[AIM]
Gather every line in the listing below that contains the word "door" and copy each one. Matches must have the same capitalization.

[ENTRIES SUPPLIED]
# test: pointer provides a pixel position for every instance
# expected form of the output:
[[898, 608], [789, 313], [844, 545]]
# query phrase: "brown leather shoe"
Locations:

* * *

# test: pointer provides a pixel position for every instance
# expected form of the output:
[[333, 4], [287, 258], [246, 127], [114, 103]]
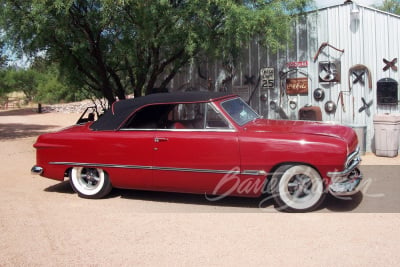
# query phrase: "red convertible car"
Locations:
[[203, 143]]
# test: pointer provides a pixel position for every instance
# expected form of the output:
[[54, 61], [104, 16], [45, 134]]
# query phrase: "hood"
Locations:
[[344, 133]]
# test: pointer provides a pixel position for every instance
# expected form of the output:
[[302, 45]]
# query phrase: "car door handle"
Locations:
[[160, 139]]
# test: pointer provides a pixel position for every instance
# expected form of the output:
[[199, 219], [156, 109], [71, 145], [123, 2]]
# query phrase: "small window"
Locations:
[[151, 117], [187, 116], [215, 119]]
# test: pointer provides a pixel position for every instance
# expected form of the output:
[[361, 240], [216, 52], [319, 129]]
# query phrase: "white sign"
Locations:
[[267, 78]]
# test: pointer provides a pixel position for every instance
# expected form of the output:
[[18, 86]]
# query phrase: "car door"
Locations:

--

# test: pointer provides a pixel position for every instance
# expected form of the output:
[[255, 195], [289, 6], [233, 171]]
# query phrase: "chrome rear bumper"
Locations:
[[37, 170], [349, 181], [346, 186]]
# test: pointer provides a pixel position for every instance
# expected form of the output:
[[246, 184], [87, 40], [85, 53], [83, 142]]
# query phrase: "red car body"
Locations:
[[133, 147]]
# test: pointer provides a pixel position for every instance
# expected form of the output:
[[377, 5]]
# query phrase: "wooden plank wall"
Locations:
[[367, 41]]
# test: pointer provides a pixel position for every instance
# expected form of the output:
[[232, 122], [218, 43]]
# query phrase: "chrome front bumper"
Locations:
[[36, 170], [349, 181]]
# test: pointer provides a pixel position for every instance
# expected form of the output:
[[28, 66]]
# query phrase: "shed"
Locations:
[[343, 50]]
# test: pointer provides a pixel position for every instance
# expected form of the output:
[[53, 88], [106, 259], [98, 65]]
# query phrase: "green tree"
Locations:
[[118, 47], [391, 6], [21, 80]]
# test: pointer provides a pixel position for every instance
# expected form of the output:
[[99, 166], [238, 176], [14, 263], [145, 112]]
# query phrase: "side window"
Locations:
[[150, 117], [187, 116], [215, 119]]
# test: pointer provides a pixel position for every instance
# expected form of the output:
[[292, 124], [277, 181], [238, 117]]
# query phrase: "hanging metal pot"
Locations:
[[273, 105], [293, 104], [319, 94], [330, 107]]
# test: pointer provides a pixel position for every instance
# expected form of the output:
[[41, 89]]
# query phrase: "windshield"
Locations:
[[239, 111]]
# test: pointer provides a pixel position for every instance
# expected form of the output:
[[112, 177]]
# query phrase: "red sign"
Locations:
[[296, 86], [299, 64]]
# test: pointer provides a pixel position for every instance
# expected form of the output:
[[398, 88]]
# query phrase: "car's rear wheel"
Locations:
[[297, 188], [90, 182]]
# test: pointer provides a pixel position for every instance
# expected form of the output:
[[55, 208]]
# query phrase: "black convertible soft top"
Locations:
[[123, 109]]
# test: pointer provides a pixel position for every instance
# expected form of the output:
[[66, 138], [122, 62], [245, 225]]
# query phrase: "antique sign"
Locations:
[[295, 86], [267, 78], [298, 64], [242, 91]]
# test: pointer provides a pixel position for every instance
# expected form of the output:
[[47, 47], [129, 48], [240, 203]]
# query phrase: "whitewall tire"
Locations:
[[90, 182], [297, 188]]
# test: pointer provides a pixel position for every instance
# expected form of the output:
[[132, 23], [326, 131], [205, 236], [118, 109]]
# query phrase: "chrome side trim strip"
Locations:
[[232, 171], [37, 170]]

[RESPONSE TO THIS TASK]
# query phrase: "car door handle"
# query phrase: "car door"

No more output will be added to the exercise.